BEGIN DATA IN THIS EXERCISE

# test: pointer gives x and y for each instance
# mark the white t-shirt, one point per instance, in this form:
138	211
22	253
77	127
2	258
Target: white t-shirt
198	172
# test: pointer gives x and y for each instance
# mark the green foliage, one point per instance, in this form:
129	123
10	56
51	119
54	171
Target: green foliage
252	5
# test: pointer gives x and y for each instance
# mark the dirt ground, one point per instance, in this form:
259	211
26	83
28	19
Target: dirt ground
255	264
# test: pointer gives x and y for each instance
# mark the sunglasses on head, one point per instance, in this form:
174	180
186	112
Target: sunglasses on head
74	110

END DATA IN THIS EXERCISE
BEGIN DATA IN THIS EXERCISE

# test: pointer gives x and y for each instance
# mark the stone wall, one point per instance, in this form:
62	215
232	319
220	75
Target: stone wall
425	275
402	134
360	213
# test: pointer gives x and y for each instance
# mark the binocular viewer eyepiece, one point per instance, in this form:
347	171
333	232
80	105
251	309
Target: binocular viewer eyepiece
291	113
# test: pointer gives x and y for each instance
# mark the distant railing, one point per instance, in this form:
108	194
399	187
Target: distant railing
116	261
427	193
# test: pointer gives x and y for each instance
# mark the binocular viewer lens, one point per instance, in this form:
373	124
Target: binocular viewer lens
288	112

END DATA IN THIS EXERCISE

- EXERCISE INSTRUCTIONS -
Pick out each line of the material above that contains the word "wall" and copy it out.

- TASK ANSWER -
# mark the stone wall, one point per instance, in this form:
Target: stone wall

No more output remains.